TASK BRIEF | In the data below, take the lines from the one with "of green grass" up to and including the one with "[[0, 0, 320, 84]]", and format them as a numbered list with any blank lines left out.

STORED DATA |
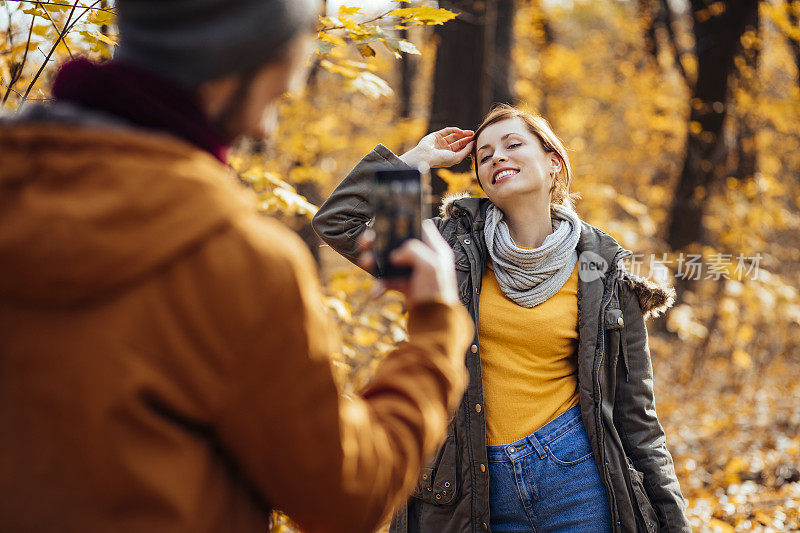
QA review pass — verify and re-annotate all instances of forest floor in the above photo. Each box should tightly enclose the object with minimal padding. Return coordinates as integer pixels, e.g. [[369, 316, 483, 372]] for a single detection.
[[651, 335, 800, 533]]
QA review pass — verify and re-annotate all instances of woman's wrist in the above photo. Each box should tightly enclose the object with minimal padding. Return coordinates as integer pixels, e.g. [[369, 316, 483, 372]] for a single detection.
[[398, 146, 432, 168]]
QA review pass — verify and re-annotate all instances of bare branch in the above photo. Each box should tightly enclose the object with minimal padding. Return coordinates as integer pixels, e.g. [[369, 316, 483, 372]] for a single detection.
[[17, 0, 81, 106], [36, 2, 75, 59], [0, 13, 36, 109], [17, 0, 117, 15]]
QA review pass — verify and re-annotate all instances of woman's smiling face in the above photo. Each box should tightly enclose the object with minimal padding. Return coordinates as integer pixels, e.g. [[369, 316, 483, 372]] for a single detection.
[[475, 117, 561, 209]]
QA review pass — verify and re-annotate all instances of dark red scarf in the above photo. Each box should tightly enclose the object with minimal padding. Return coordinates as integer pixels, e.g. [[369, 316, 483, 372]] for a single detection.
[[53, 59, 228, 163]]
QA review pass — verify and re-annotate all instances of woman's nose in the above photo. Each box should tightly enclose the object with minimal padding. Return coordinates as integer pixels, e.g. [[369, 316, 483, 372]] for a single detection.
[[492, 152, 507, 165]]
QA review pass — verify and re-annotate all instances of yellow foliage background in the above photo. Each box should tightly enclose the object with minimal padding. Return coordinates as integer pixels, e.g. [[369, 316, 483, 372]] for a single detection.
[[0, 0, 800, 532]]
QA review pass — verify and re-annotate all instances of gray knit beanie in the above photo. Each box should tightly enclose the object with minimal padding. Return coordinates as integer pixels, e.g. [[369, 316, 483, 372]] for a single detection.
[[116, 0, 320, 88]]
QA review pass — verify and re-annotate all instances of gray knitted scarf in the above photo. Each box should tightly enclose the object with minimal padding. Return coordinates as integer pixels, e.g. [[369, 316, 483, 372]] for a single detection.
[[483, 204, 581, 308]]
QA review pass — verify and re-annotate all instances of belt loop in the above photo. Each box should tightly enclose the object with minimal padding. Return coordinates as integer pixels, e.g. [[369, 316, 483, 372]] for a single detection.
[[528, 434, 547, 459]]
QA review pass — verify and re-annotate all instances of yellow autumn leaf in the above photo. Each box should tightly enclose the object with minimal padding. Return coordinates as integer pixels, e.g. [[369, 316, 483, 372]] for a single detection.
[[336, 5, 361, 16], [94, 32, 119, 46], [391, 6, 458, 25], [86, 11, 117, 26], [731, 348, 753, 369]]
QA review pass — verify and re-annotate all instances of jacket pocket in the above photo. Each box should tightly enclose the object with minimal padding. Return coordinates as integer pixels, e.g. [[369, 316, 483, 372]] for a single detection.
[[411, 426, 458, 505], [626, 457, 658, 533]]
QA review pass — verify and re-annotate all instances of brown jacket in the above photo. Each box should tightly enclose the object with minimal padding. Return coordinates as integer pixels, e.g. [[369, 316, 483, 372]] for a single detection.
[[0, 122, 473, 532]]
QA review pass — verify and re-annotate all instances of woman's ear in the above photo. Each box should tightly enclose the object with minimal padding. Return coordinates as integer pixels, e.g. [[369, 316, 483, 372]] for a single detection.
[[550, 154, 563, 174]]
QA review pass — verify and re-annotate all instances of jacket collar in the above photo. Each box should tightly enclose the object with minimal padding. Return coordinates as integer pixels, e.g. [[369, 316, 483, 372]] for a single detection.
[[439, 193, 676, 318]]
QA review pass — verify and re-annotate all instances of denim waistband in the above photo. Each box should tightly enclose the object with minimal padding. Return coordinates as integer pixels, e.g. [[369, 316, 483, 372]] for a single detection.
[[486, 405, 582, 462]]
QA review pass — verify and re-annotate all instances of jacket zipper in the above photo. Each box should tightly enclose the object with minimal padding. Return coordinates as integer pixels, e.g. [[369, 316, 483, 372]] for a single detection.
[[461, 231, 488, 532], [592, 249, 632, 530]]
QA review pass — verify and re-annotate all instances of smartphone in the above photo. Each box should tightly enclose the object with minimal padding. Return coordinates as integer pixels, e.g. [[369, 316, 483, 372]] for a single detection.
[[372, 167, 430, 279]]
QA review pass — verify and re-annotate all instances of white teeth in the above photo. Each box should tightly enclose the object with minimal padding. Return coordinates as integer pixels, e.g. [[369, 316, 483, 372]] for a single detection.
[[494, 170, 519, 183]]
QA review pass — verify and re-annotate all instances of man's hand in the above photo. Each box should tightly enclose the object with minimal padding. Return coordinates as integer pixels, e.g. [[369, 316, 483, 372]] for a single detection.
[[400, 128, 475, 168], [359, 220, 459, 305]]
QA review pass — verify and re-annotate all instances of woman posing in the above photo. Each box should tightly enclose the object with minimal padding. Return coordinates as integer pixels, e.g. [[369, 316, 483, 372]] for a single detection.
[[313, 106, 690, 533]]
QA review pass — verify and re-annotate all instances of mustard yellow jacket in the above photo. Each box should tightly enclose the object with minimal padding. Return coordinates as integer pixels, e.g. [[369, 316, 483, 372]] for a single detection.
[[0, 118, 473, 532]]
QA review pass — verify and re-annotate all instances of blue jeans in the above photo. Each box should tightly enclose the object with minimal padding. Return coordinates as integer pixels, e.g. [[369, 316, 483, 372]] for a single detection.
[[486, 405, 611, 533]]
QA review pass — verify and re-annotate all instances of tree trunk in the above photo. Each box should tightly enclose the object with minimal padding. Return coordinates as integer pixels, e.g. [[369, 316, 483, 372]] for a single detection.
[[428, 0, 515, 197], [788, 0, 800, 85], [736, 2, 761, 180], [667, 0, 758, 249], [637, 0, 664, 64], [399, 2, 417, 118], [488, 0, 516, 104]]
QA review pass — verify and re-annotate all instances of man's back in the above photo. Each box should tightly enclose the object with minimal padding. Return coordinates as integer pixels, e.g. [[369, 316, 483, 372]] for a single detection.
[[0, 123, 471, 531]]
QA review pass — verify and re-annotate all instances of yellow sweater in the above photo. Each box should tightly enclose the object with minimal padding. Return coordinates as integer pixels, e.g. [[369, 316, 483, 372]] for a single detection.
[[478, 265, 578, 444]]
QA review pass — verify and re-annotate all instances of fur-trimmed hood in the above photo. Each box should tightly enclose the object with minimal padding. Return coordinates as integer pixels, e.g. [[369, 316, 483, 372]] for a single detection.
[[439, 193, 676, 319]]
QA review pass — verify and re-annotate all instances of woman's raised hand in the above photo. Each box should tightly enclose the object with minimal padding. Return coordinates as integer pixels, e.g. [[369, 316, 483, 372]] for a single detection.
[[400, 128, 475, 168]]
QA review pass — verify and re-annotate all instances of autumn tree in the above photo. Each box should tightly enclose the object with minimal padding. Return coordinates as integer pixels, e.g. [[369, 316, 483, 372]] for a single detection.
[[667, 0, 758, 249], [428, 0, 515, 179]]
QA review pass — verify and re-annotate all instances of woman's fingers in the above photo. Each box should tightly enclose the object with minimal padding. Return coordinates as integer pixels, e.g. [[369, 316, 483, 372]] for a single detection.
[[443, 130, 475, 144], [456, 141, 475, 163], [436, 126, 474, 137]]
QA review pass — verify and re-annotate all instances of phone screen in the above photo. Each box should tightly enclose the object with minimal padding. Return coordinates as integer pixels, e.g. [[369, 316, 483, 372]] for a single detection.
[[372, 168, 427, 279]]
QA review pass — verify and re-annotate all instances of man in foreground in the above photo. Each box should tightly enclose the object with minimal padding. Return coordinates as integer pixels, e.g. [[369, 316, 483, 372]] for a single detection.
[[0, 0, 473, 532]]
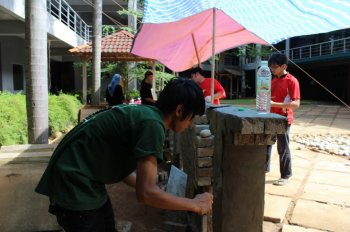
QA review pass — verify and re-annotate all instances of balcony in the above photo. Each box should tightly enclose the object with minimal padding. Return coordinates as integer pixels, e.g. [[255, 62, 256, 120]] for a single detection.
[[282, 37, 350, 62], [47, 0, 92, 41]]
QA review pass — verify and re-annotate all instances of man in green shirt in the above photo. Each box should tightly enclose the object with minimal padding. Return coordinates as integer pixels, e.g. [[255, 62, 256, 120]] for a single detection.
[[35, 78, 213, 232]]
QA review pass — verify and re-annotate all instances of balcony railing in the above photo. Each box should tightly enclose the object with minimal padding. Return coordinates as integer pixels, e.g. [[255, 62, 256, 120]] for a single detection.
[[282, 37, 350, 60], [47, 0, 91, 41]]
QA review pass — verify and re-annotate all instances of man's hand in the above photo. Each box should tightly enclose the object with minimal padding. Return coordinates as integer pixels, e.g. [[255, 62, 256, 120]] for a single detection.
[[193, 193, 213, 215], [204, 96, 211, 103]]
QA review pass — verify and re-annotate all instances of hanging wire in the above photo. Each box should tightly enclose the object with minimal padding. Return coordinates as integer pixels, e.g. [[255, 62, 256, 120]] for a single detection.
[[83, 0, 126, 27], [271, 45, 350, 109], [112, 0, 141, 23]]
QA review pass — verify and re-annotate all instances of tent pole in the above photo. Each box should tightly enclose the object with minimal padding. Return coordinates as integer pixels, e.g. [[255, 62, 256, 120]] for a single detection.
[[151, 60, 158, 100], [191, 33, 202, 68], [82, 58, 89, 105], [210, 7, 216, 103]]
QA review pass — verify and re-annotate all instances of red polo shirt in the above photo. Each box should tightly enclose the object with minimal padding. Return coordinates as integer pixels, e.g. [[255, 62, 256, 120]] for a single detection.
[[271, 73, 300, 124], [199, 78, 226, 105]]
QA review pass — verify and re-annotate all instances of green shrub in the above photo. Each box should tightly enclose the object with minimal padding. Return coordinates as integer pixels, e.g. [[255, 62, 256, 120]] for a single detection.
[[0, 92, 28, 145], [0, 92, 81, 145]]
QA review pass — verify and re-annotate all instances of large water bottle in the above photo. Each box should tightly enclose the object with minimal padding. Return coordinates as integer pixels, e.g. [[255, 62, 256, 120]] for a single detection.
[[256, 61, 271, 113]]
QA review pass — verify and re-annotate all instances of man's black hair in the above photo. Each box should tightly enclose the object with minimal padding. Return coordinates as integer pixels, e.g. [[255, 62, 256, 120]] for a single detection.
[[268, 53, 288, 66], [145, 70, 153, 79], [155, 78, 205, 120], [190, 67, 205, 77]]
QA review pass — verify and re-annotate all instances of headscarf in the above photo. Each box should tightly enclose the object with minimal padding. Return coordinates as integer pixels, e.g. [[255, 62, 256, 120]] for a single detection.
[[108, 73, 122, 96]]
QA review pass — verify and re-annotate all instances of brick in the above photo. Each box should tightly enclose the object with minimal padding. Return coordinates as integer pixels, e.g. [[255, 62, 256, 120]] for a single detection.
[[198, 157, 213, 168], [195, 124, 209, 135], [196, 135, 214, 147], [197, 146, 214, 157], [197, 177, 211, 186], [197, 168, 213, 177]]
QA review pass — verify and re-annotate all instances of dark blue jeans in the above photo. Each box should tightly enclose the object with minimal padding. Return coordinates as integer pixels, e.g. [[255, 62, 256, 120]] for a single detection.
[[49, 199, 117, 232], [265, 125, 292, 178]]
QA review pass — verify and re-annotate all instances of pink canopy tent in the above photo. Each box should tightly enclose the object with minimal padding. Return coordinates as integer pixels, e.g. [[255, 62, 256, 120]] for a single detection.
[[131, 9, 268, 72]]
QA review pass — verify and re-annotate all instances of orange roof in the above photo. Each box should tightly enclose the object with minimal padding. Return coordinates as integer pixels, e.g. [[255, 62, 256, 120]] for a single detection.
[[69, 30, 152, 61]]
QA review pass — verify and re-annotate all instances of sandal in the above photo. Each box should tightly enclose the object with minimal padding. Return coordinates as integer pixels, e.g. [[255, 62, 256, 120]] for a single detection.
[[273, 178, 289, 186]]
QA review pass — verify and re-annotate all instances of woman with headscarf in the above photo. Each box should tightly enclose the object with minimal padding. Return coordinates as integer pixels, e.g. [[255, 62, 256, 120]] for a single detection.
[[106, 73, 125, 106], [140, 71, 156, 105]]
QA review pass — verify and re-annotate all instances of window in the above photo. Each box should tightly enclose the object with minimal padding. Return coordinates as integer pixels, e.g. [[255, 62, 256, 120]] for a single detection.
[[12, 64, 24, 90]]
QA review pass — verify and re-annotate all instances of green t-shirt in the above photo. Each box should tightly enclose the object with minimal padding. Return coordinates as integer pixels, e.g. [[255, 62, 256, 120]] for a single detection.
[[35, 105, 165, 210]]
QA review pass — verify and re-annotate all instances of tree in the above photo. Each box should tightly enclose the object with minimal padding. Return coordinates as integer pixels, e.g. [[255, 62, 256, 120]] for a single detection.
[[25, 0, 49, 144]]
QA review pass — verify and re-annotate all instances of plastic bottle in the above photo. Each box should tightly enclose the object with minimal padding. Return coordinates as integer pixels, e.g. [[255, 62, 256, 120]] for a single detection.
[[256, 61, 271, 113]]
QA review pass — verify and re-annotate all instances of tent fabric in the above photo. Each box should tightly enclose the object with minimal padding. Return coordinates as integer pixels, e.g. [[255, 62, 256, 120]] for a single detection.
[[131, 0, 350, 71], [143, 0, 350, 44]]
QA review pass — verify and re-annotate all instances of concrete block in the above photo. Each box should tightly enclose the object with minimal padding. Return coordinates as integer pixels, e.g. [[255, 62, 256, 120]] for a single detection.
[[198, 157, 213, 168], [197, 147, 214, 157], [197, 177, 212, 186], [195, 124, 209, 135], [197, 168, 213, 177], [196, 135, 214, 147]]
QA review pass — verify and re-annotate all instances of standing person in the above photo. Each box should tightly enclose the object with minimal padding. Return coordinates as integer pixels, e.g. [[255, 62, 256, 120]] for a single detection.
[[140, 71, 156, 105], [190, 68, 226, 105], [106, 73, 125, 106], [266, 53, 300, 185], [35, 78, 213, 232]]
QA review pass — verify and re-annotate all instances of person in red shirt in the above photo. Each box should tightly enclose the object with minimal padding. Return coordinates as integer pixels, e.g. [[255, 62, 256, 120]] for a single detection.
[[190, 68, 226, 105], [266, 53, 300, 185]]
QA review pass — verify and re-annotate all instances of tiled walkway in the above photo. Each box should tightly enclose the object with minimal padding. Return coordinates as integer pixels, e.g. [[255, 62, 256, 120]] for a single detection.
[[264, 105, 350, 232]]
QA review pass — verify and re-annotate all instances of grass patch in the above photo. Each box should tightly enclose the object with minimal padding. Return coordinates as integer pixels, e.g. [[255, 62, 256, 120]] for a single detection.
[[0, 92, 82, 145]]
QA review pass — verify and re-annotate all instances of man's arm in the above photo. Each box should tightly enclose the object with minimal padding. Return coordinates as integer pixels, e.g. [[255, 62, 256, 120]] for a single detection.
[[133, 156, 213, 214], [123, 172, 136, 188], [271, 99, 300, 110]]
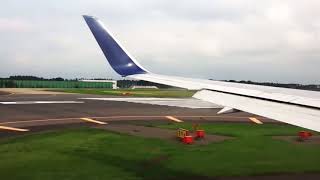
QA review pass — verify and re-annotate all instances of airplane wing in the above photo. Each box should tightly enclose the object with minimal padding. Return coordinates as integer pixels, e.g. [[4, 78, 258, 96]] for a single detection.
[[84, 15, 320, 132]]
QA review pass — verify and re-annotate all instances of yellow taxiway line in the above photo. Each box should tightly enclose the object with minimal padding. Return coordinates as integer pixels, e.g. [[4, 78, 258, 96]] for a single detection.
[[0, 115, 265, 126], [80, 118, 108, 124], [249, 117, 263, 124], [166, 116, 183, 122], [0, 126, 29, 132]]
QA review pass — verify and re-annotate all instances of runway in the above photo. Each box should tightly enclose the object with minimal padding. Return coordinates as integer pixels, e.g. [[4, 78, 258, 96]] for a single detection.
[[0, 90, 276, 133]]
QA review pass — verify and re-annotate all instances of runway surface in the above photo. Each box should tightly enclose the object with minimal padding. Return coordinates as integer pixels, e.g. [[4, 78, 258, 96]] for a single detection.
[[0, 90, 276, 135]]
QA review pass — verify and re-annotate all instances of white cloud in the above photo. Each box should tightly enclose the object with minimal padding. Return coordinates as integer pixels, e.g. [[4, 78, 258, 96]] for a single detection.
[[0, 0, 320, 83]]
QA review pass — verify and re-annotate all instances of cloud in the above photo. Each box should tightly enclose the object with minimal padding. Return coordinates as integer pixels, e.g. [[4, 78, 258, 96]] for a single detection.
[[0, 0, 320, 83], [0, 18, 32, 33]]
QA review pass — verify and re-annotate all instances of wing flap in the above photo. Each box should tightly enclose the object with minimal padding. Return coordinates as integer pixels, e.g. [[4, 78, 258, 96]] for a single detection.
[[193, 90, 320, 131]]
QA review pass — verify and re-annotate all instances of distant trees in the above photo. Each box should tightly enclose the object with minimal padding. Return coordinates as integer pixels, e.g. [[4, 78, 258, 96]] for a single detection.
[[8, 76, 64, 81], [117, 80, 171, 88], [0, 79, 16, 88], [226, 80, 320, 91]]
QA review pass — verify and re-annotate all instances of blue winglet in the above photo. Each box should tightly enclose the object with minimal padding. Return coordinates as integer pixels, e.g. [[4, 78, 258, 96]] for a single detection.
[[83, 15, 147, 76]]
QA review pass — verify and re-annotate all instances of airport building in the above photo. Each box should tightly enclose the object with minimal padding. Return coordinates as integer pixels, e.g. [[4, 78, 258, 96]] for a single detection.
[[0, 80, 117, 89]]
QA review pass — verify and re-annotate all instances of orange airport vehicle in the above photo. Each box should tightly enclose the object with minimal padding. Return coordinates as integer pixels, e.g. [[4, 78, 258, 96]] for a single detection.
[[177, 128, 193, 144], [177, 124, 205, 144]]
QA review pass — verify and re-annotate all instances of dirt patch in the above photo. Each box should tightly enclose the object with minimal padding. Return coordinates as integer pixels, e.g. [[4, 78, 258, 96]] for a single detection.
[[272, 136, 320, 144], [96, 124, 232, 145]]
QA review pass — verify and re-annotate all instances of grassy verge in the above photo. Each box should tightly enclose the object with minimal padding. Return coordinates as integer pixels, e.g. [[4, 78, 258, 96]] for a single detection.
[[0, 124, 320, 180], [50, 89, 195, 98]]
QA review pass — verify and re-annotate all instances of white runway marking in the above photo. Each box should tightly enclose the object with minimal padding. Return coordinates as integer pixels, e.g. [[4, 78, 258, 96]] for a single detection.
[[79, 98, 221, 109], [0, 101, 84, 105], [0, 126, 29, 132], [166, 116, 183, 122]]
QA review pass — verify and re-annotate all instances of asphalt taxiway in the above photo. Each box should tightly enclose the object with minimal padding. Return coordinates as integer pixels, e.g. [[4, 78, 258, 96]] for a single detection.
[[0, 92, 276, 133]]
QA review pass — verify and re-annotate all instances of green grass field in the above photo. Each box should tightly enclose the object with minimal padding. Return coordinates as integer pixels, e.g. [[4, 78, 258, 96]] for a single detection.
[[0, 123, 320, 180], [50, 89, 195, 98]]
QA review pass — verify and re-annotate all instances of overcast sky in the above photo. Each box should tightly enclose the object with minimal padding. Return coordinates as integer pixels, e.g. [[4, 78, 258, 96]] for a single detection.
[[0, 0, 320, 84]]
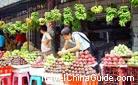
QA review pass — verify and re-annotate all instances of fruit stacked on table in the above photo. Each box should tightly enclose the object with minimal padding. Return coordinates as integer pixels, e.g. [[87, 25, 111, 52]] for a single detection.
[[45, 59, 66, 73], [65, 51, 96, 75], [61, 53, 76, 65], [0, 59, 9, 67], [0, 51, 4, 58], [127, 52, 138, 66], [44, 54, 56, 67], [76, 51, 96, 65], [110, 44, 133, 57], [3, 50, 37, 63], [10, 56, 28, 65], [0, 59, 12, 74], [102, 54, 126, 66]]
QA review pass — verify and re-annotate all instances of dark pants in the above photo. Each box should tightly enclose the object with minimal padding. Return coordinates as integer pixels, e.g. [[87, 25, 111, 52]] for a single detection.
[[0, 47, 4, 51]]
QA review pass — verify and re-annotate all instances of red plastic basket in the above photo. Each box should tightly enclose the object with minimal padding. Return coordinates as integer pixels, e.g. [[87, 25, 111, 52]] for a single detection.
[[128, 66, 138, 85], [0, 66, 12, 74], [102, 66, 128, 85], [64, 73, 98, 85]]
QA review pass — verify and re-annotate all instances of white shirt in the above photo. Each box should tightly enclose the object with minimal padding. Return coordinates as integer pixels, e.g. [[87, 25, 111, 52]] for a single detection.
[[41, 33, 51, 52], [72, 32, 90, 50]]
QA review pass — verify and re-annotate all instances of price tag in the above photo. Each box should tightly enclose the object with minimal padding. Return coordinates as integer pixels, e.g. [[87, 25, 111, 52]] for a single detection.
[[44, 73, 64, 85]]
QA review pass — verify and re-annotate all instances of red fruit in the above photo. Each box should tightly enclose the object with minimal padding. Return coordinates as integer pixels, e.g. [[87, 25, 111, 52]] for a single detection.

EXPECTED OUTPUT |
1. QA review pass — verify and re-annotate all instances of green grass field in the above photo. Each box should tightly enclose the object with minimal padding. Return coordinates as integer pixels, e.g. [[4, 78, 258, 96]] for a single detection.
2. [[0, 123, 320, 180], [50, 89, 195, 98]]
3. QA review pass — verify and re-annotate all instances of overcast sky in the above photo. Each box should tightly enclose the object with minimal padding. Return coordinates as integer pixels, e.g. [[4, 78, 258, 96]] for a single detection.
4. [[0, 0, 320, 84]]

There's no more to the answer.